- **SHORT PROBLEM**:
Retype all of the following data verbatim, line for line.

----- ENTRIES SUPPLIED

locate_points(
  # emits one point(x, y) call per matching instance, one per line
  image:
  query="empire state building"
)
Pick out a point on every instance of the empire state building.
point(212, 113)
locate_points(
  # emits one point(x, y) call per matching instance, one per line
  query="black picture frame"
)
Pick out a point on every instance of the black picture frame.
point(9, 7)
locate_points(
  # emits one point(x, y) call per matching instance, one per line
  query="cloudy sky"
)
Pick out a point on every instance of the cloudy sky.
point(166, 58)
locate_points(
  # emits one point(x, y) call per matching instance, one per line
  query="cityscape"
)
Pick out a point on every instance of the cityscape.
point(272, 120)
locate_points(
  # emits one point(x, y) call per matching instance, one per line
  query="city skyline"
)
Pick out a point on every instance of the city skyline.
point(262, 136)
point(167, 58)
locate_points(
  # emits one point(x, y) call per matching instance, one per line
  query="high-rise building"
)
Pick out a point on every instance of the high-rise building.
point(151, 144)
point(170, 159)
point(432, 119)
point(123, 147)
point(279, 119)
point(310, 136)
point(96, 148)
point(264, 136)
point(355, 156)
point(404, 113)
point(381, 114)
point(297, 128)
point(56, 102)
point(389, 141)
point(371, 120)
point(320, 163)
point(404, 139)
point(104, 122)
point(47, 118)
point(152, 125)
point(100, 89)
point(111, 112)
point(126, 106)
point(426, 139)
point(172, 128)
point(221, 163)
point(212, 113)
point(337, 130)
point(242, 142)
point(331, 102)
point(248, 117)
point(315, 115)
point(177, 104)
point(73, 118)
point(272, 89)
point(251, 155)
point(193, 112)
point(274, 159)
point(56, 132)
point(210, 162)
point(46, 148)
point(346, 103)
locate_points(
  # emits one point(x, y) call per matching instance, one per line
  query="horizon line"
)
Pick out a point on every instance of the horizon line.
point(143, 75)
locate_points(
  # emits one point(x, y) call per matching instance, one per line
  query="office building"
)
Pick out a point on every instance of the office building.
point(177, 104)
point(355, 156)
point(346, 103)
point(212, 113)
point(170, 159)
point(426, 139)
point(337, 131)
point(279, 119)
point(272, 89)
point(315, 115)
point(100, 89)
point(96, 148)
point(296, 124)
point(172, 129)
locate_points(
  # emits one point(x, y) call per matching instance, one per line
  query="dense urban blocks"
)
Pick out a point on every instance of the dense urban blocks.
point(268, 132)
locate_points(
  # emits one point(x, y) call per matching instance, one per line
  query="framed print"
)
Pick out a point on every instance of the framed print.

----------

- **SOLVED PROBLEM**:
locate_points(
  # emits one point(x, y) call per matching instance, one per line
  image:
  query="empire state building"
)
Pick out a point on every instance of the empire state building.
point(212, 113)
locate_points(
  # emits one point(x, y) call per matching instance, one per line
  query="black picture frame"
)
Pick out a point on every instance of the black picture frame.
point(9, 7)
locate_points(
  # emits one point(x, y) call per matching instance, one per line
  query="cloudy sky"
)
Pick out a point on every instance of the cloudy sky.
point(166, 58)
locate_points(
  # emits one point(x, y) call per matching instance, one per line
  query="cityscape"
)
Pick out a point on every instance of the cityscape.
point(272, 120)
locate_points(
  # emits one point(x, y) call per matching instance, one per line
  query="city skyline"
)
Pick out a point on every instance of the city skyline.
point(262, 136)
point(167, 58)
locate_points(
  # emits one point(x, y) call per matching instance, one per line
  query="high-rise building"
)
Pick out a point on every instance of the high-rise building.
point(151, 144)
point(170, 159)
point(432, 119)
point(123, 147)
point(279, 119)
point(310, 136)
point(96, 148)
point(264, 136)
point(355, 156)
point(404, 113)
point(381, 114)
point(297, 128)
point(56, 102)
point(389, 141)
point(371, 120)
point(320, 163)
point(404, 139)
point(104, 122)
point(47, 118)
point(152, 125)
point(100, 89)
point(111, 112)
point(126, 106)
point(426, 139)
point(172, 128)
point(221, 163)
point(212, 113)
point(337, 130)
point(242, 142)
point(331, 102)
point(248, 117)
point(315, 115)
point(177, 104)
point(73, 118)
point(272, 89)
point(251, 155)
point(193, 112)
point(274, 159)
point(56, 132)
point(210, 162)
point(46, 148)
point(346, 103)
locate_points(
  # emits one point(x, y) call per matching instance, one per line
  query="horizon line"
)
Pick out a point on every instance of the horizon line.
point(143, 75)
locate_points(
  # emits one point(x, y) call per matching instance, one per line
  query="office building"
)
Pick out a point on every instance of the office building.
point(177, 104)
point(355, 156)
point(346, 103)
point(212, 113)
point(170, 159)
point(426, 139)
point(337, 131)
point(279, 119)
point(272, 89)
point(315, 115)
point(100, 89)
point(96, 148)
point(296, 124)
point(172, 129)
locate_points(
  # emits one point(x, y) call per matching instance, one per line
  query="dense urban blocks"
)
Pick out a point on every instance of the dense urban blocks.
point(268, 132)
locate_points(
  # emits one point(x, y) call per matching instance, one per line
  query="framed print"
)
Pick out a point on every instance of the framed print.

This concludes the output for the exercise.